Re: Removing the usage of forked `hive` in Apache Spark 3.0 (SPARK-20202)

Dongjoon Hyun Tue, 19 Nov 2019 14:54:43 -0800

Yes. It does. I meant SPARK-20202.

Thanks. I understand that it can be considered like Scala version issue.
So, that's the reason why I put this as a `policy` issue from the beginning.


> First of all, I want to put this as a policy issue instead of a technical
issue.

In the policy perspective, we should remove this immediately if we have a
solution to fix this.
For now, I set `Target Versions` of SPARK-20202 to `3.1.0` according to the
current discussion status.

    https://issues.apache.org/jira/browse/SPARK-20202

And, if there is no other issues, I'll create a PR to remove it from
`master` branch when we cut `branch-3.0`.

For additional `hadoop-2.7 with Hive 2.3` pre-built distribution, how do
you think about this, Sean?
The preparation is already started in another email thread and I believe
that is a keystone to prove `Hive 2.3` version stability
(which Cheng/Hyukjin/you asked).

Bests,
Dongjoon.

RECORDED INFORMATION:
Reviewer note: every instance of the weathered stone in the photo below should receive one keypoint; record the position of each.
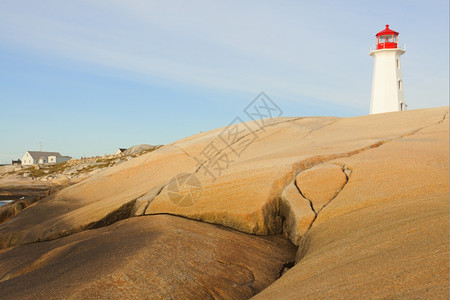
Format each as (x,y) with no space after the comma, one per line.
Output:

DIRECTIVE 1:
According to the mailing list message, what value was set for `Target Versions` of SPARK-20202?
DIRECTIVE 2:
Decide whether each statement agrees with the mailing list message. Answer yes or no, and quote the words of the message that settle it.
(a) The writer plans to create a PR to remove it from the `master` branch when `branch-3.0` is cut.
(b) The writer presents the matter as a technical issue rather than a policy issue.
(c) Preparation for the additional `hadoop-2.7 with Hive 2.3` pre-built distribution has not yet begun.
DIRECTIVE 3:
Update the mailing list message from "So, that's the" up to and including "current discussion status.", replacing "policy" with "governance" each time it occurs.

FULL SOLUTION 1:
`3.1.0`

FULL SOLUTION 2:
(a) Yes: "I'll create a PR to remove it from `master` branch when we cut `branch-3.0`."
(b) No: "I want to put this as a policy issue instead of a technical issue."
(c) No: "The preparation is already started in another email thread"

FULL SOLUTION 3:
So, that's the reason why I put this as a `governance` issue from the beginning.


> First of all, I want to put this as a governance issue instead of a technical
issue.

In the governance perspective, we should remove this immediately if we have a
solution to fix this.
For now, I set `Target Versions` of SPARK-20202 to `3.1.0` according to the
current discussion status.